OBJECTIVE A:
Please state how many lines of the entries contain the string "Task". Reply with the number alone.

PASSAGE SHOWN:

-----

McQuarrie’s reputation is inextricably linked to his years in exile, and there are moments when he can’t help sounding like one of the hard-boiled characters in his own movies. In particular, I’m thinking of James Caan’s “adjudicator” in The Way of the Gun, who delivers a line that I’ve never forgotten: “The only thing you can assume about a broken-down old man is that he’s a survivor.” Deadline describes him as “Cruise’s accomplice in problem solving,” which is pretty much how most screenwriters like to see themselves—as the unheralded, pragmatic fixers who parachute in, like Towne famously did for The Godfather, to save troubled productions for a paycheck before moving on. McQuarrie has benefited, as Towne did before him, from falling in with Cruise, a movie star with the soul of a producer whose track record at mounting and executing deliriously complicated projects has attuned him to the value of the creative resource that a talented writer’s brain affords. As McQuarrie describes it, it sounds less like two moguls overseeing a multimillion-dollar production that a huddle between a couple of canny conspirators: “You’re confronted with an obstacle that seems so insurmountable and Tom always says the same thing. If there’s any two people who can figure this out, it’s us. We’re going to figure it out. And, usually we do.”
This is undoubtedly romanticized, and it’s the closest McQuarrie ever comes to sounding like one of the suits that he skewers so expertly elsewhere—including in Rogue Nation itself, in which the venal spies in charge of the intelligence community often play as parodies of studio heads, with their cheerful indifference to the lives or careers that hang on their decisions. (As William Goldman points out in Which Lie Did I Tell?, the scariest sentence that a writer can hear from an executive has to be: “We have a special relationship with Tom Cruise.”) But it’s amply borne out by the film, which, more than any of its predecessors, is emphatically a screenwriter’s movie. It lacks a jaw-dropping set piece to compare with the Burj Khalifa ascent in Ghost Protocol, but it has a distinctly better story and structure, and at its best, it’s a marvel of smart, efficient craftsmanship. A few years ago, I drew a distinction between action that seems to have been worked out on the page and the kind that is assembled in the editing room, and I singled out Ghost Protocol, along with Drive and The International, as among a handful of recent movies that have given us coherent, inventive, written action scenes:
They have a clear beginning, middle, and end. They make memorable use of their locations. They have small setups, payoffs, and surprises along the way…Each is centered on the personalities of the characters involved—indeed, each scene unfolds as a series of logical choices, which is something you’ll never hear said of Transformers. And these are all things that can only be planned at the screenplay stage.

-----

OBJECTIVE B:
Render into Spanish this sentence from the passage on McQuarrie and Rogue Nation: "They have a clear beginning, middle, and end."

RECORD EXCERPTS:
-----

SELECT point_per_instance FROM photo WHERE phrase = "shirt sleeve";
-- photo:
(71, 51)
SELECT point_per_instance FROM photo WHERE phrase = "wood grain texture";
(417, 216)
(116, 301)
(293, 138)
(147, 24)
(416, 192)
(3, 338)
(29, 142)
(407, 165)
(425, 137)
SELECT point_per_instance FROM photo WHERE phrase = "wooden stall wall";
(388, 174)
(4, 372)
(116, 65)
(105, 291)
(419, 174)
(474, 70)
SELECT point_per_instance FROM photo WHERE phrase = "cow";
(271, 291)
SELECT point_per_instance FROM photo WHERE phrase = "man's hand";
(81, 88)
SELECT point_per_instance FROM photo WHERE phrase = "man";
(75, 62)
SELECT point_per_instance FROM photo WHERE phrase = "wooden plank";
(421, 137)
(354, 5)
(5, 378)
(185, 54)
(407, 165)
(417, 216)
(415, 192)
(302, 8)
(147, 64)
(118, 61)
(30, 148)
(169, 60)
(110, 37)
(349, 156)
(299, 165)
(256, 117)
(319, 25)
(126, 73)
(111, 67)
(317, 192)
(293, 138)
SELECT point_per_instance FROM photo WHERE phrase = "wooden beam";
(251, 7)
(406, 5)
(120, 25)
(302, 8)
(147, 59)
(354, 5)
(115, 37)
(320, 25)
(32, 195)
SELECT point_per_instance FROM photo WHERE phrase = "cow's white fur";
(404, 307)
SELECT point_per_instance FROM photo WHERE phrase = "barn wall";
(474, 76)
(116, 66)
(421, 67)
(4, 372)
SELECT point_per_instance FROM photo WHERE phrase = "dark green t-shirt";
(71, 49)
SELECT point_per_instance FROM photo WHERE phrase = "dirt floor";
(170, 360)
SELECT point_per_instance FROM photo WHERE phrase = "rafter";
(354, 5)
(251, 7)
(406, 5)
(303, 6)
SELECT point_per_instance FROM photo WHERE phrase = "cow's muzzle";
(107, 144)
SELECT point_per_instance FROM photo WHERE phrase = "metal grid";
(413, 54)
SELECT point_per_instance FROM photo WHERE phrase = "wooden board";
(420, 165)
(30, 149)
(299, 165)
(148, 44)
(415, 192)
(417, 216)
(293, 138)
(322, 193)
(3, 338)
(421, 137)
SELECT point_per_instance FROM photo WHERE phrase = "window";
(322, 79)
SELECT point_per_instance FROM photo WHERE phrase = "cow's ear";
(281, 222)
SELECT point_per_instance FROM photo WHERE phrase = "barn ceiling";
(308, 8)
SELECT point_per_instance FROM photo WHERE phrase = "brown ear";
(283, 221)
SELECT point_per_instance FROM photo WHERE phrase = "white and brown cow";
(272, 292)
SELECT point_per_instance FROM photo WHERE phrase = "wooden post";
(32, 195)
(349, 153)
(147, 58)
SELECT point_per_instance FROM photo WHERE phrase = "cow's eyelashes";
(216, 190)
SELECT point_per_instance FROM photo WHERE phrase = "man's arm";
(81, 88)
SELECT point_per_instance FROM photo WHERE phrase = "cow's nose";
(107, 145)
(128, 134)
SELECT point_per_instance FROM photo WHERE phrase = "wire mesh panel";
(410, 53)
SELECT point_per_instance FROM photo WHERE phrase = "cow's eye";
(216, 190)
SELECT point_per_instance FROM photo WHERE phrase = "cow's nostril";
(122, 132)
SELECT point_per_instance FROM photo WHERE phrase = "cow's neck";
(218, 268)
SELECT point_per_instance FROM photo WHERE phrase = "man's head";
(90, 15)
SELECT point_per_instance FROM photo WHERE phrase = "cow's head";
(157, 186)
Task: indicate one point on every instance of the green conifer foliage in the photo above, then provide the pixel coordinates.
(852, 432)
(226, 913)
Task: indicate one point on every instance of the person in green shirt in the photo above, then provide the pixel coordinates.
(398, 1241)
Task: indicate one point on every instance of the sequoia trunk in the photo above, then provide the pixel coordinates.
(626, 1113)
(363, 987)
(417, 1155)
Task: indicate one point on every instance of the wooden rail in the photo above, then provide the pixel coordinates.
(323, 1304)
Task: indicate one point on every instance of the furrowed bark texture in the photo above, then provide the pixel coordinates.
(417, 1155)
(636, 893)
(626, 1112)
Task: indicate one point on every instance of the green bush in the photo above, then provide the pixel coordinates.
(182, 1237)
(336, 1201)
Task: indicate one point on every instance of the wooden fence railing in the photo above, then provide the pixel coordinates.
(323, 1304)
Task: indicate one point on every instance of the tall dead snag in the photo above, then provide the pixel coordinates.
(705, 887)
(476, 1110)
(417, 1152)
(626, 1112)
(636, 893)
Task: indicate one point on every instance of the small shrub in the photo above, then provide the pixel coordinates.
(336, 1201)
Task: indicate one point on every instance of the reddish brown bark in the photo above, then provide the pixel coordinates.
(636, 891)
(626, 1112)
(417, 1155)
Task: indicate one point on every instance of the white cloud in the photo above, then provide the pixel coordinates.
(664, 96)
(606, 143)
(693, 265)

-----

EXERCISE RESPONSE A:
11

EXERCISE RESPONSE B:
Tienen un comienzo, un desarrollo y un final claros.